*DOCUMENT TEXT*.
START

# Excavating limestone.



## Equitas (May 18, 2004)

Next year I am hoping to excavate to start building.The thing is I am stuck as to which would be better way.

The land we have is 8 inches of dirt covering limestone layers.I am thinking of using a walk behind stone saw to cut the layers into workable sized blocks to use in some aspects of building.Other option is breaker attachment on excavator.

If anyone has any thoughts and ideas I would appreciate them.

Thank You.

Rolf


----------



## Beeman (Dec 29, 2002)

We've got a lot of limestone around here. I've never seen anyone cut them or use them for anything when excavating. In most cases they have had to drill and blast even for a basement. Other problem is the limestone tends to move around. My garage has moved quite a bit in the last 8 yrs. Limestone areas also tend to have sinkholes and underground caverns.


----------



## Darren (May 10, 2002)

Beeman is correct. Find out if you're in a karst (underground caves created when the limestone is dissolved) area. The local county NRCS office should be able to help you. The other option is to build your house on a slab and forgo the basement. If you do rip out the rock make sure you don't end up with a wet hole in the ground. I'd look at ways of draining the hole before I excavated. Can you run a ditch to a lower elevation to provide a perimeter drain if necessary, etc.


----------



## Beeman (Dec 29, 2002)

Poured concrete slabs always tend to crack around here due to movement of the rock underground. I have seen sites completely excavated and then refilled and packed properly with material to build a good base for a commercial building slab.


----------



## Equitas (May 18, 2004)

Beeman said:


> We've got a lot of limestone around here. I've never seen anyone cut them or use them for anything when excavating. In most cases they have had to drill and blast even for a basement. Other problem is the limestone tends to move around. My garage has moved quite a bit in the last 8 yrs. Limestone areas also tend to have sinkholes and underground caverns.


Hello Beeman,

What do you mean moves around  Moved as in sinks, rises, side to side? I was figuring the limestone would make a good foundation. I am not excavating a basement really lower level into a hill side.Would you have any good websites or books I could read.Thanks.

Rolf


----------



## Equitas (May 18, 2004)

Darren said:


> Beeman is correct. Find out if you're in a karst (underground caves created when the limestone is dissolved) area. The local county NRCS office should be able to help you. The other option is to build your house on a slab and forgo the basement. If you do rip out the rock make sure you don't end up with a wet hole in the ground. I'd look at ways of draining the hole before I excavated. Can you run a ditch to a lower elevation to provide a perimeter drain if necessary, etc.


Hello Darren,
I was going into a hillside so drainage would be no problem. Thanks for the info.Do you have any good websites or books I could read.

Rolf


----------



## Beeman (Dec 29, 2002)

END

*GOAL*.
Copy the forum thread on excavating limestone from "Poured concrete slabs" up to and including "commercial building slab.", putting "residential" wherever "commercial" appears. The rows that come next have no connection to the forum thread on excavating limestone.

*MATERIAL*.
START

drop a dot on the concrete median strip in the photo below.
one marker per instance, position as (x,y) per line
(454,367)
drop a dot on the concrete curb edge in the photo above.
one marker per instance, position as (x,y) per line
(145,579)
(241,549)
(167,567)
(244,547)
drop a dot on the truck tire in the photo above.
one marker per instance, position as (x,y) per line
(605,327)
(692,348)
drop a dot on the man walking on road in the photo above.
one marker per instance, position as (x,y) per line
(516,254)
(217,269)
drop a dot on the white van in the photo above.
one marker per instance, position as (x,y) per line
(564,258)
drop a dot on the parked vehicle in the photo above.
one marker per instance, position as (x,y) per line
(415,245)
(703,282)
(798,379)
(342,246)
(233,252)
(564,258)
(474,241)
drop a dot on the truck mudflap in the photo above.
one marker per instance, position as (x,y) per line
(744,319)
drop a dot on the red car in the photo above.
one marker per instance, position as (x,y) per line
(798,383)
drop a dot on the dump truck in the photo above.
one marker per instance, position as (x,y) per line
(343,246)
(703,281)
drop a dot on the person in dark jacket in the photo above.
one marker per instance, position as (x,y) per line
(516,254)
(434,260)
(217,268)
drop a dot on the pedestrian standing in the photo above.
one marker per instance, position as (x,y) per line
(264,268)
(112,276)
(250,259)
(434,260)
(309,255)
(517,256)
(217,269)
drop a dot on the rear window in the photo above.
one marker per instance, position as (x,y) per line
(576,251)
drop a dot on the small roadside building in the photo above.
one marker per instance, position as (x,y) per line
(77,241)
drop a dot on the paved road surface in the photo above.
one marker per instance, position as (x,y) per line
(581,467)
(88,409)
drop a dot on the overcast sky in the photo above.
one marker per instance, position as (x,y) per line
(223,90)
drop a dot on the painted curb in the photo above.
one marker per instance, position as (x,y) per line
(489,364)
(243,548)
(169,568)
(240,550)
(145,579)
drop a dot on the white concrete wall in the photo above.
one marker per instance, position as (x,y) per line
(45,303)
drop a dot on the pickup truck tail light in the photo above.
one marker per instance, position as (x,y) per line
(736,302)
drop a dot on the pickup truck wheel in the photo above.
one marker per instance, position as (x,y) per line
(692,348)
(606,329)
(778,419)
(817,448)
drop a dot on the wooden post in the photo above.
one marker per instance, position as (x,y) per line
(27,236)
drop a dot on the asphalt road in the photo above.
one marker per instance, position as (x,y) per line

END

*EXPECTED OUTPUT*.
Poured concrete slabs always tend to crack around here due to movement of the rock underground. I have seen sites completely excavated and then refilled and packed properly with material to build a good base for a residential building slab.